• WHAT THE TASK REQUIRES
Pictures excluded, return every entry exactly, please.
---------- SUPPLIED RECORDS
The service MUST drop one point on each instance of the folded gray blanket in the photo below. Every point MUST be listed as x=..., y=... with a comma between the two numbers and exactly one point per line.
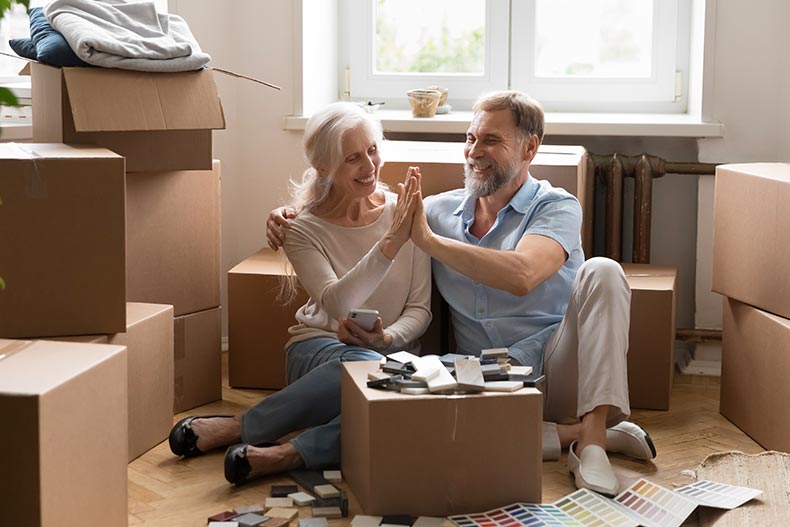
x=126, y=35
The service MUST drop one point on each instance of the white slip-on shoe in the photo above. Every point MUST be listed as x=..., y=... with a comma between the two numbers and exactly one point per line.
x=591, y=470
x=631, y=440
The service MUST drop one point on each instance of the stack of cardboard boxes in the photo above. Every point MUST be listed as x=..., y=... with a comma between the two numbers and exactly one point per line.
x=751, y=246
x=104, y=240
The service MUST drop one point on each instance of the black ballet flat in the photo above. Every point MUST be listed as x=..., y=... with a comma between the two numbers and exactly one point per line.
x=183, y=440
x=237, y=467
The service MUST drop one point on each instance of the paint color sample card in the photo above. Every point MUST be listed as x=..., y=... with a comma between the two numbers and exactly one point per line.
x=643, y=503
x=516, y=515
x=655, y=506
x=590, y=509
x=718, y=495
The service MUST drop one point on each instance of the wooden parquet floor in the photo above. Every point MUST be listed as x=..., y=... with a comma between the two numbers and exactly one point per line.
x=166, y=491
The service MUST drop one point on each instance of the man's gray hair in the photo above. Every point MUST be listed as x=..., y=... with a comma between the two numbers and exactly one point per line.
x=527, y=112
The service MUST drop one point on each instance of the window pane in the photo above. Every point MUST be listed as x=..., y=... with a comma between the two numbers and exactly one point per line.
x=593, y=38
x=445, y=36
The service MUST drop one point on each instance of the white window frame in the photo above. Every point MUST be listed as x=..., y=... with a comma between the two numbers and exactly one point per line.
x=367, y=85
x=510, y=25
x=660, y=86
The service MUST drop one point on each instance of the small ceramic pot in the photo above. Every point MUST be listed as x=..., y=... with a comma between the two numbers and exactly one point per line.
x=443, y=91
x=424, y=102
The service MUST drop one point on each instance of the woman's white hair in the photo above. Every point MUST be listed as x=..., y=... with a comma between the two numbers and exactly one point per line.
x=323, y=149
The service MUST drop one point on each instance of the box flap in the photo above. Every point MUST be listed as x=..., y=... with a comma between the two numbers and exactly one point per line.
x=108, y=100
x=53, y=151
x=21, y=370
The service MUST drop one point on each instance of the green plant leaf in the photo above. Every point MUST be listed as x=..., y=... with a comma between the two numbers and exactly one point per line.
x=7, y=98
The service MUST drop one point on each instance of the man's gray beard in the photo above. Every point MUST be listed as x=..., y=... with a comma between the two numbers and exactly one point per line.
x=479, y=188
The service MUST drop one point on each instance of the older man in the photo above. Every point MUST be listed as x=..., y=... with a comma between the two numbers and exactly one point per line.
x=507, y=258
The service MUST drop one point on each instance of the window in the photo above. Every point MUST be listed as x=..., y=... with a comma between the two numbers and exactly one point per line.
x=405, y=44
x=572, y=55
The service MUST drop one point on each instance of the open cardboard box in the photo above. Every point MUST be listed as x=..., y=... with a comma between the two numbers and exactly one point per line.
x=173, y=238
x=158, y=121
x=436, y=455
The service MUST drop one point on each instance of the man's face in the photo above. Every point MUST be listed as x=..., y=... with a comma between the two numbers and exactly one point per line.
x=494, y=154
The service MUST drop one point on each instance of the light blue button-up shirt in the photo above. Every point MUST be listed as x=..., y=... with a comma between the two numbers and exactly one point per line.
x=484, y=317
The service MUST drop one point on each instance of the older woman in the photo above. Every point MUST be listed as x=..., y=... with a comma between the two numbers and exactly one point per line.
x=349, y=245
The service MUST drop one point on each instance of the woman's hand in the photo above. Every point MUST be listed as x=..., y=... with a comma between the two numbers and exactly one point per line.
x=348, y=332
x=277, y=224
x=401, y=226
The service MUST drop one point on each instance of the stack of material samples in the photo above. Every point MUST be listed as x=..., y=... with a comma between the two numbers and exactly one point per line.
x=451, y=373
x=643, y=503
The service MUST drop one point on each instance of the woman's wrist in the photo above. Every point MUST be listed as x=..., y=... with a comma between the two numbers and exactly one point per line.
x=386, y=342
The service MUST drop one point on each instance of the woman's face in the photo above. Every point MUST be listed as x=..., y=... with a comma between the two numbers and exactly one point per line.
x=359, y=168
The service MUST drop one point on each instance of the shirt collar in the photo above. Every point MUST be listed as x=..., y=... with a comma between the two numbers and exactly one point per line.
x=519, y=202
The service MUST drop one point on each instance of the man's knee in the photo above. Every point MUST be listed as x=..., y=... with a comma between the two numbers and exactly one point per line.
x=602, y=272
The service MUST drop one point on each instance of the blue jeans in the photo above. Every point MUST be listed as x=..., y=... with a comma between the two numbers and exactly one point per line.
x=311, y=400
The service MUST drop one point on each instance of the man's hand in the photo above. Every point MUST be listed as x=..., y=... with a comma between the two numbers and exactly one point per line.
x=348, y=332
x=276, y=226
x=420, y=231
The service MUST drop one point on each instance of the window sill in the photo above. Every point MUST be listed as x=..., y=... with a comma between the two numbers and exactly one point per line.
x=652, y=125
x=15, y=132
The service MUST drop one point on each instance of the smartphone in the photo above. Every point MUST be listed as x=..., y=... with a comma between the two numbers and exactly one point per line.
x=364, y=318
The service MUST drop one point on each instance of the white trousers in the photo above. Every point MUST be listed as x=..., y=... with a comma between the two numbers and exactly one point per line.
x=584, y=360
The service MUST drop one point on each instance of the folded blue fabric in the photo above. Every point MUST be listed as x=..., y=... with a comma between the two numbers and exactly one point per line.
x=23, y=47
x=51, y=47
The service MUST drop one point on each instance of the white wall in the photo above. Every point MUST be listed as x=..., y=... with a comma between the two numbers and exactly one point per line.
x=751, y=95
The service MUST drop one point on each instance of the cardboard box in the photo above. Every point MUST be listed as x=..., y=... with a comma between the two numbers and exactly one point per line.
--------------------
• SOLVED PROBLEM
The service MUST drop one point on each instance of the folded gray blanket in the photo below. Every point MUST be listed as x=..., y=... with a comma between the two numbers and exactly one point per line.
x=126, y=35
The service MUST drop one point on each instance of the white slip-on shoe in the photo above. Every point MUST be listed as x=..., y=... with a comma between the two numbers and exactly one point per line.
x=591, y=470
x=631, y=440
The service MUST drop one point on each instance of the stack of cardboard boxes in the photo above. Every point MUST be listed as x=..., y=... with a comma between the two numbers and exactly one point per line.
x=751, y=246
x=104, y=240
The service MUST drop one point on each instance of the black ballet flat in the photo above. Every point MUST be listed as x=..., y=... with a comma between the two numbers and exactly one point per line.
x=183, y=440
x=237, y=467
The service MUST drop one point on each instance of the paint color sample card in the photo above. Every point MUST be listed as x=..., y=... with a comma between the two numbers and exactly one point per line.
x=643, y=503
x=516, y=515
x=655, y=506
x=590, y=509
x=718, y=495
The service MUST drop one point on each instance of the wooden parquet floor in the photo above. Every point MUST be listed as x=..., y=... with a comma between the two numbers and exactly one point per line.
x=166, y=491
The service MUST drop one point on each instance of the man's gray hair in the photo above. Every point MUST be listed as x=..., y=... with a comma between the two numbers and exactly one point per line.
x=527, y=112
The service MUST drop one point on each instance of the window pane in the photo above. Every point MUST be listed as x=..., y=... with a comma between the two numbers and exactly one point per line.
x=593, y=38
x=445, y=36
The service MUST drop one point on each instance of the white window frame in the photo above. Every point MUST be listed as x=..., y=... with a comma between the two numbers and exactly one point per line.
x=367, y=85
x=510, y=25
x=660, y=86
The service MUST drop one point on each instance of the small ceramic pot in the photo above. Every point MUST be listed as x=..., y=... with a comma between the two numbers and exactly one point per line.
x=443, y=91
x=424, y=102
The service MUST drop one point on each instance of the woman's white hair in the photo above. Every point MUST be listed as x=..., y=... with a comma between the two numbers and exactly one point per line.
x=323, y=149
The service MUST drop one point on each instance of the box flap in the photo above. Every point MUST be listed as x=..., y=... with a comma between the two numbers and exactly one point per line.
x=108, y=100
x=53, y=151
x=21, y=370
The service MUST drop one point on each instance of the green plant leaf in the photo above. Every point MUST be listed as x=..., y=... with a comma between the two numbers and exactly one point per line.
x=7, y=98
The service MUST drop one point on each instance of the man's gray beard in the photo above. Every point MUST be listed as x=..., y=... with a comma between the two numbers and exactly one point per line.
x=479, y=188
The service MUST drop one point on each instance of the older man in the photo above. Every point MUST be listed as x=..., y=... with a comma between the two numbers and exactly one point per line.
x=507, y=258
The service MUST drop one point on each instance of the window in the photo above. Every point MUST be listed as x=..., y=... with a comma between the two numbers and exactly one point per line.
x=405, y=44
x=572, y=55
The service MUST drop one point on each instance of the open cardboard box in the photo above. Every point MUST be listed as x=..., y=... with a comma between the two numbers and exactly one point per line.
x=173, y=238
x=158, y=121
x=436, y=455
The service MUST drop one point on each instance of the man's face in the photo above. Every point MUST be listed as x=..., y=... with a comma between the two numbers and exactly one point per line.
x=494, y=154
The service MUST drop one point on each instance of the light blue button-up shirt in the photo above. Every point MUST be listed as x=..., y=... with a comma between the two numbers and exactly one point per line.
x=484, y=317
The service MUST drop one point on each instance of the older woman in the photo above. Every point MUST be listed as x=..., y=... with a comma between the two numbers and exactly one point per line.
x=349, y=245
The service MUST drop one point on each instance of the woman's hand in the photo above. Every point MUST be listed as x=..., y=... with a comma between the two numbers and exactly one point per line.
x=348, y=332
x=277, y=224
x=401, y=226
The service MUST drop one point on each instance of the stack of material samples in the photo above. Every point MUST be listed as x=..., y=... with a comma between the two numbers and exactly one point per line.
x=451, y=373
x=643, y=503
The service MUST drop one point on each instance of the woman's wrist in the photo above. Every point MUST be listed as x=..., y=... with a comma between the two numbers and exactly one point per line.
x=386, y=342
The service MUST drop one point on each instance of the woman's face in the photo above. Every point MUST be listed as x=..., y=... with a comma between the two numbers and exactly one point per line.
x=359, y=168
The service MUST drop one point on each instance of the shirt collar in the photo above. Every point MUST be listed as x=..., y=... with a comma between the two numbers and exactly one point per line.
x=519, y=202
The service MUST drop one point on each instance of the man's knee in the photo above. Every point MUST be listed as x=..., y=... with a comma between the two numbers and exactly one point per line.
x=602, y=272
The service MUST drop one point on each instance of the blue jeans in the photo above. Every point MUST be listed as x=..., y=... with a comma between the two numbers and exactly one point per line.
x=311, y=400
The service MUST drop one point on each instance of the man's hand in the photo above. Every point MUST be listed as x=..., y=... with a comma between the two numbers and exactly one point per line.
x=348, y=332
x=276, y=226
x=420, y=231
The service MUST drop one point on each instance of the window sill in the photo above. Every point MUST be listed as x=..., y=... with a comma between the two numbers and exactly one point per line.
x=652, y=125
x=15, y=132
The service MUST drop one point on each instance of the smartphone in the photo above. Every point MUST be listed as x=..., y=... with a comma between the two numbers and exactly one point per line.
x=364, y=318
The service MUST drop one point on each instance of the white trousers in the photo above. Every point MUST be listed as x=..., y=... with a comma between the two numbers and exactly one point per line.
x=584, y=360
The service MUST drop one point on each instance of the folded blue fabric in the photo above. Every point MUST be listed as x=..., y=... with a comma between the two numbers and exactly one point per line.
x=23, y=47
x=51, y=47
The service MUST drop one point on each instance of the white wall in the photo above. Every point MUST be listed as x=..., y=... with a comma between the two numbers and exactly one point per line.
x=751, y=95
The service MUST drop one point on each instance of the cardboard box in the photo above. Every point MUST be listed as x=..., y=... with a comma between the two numbers and exactly one point per line.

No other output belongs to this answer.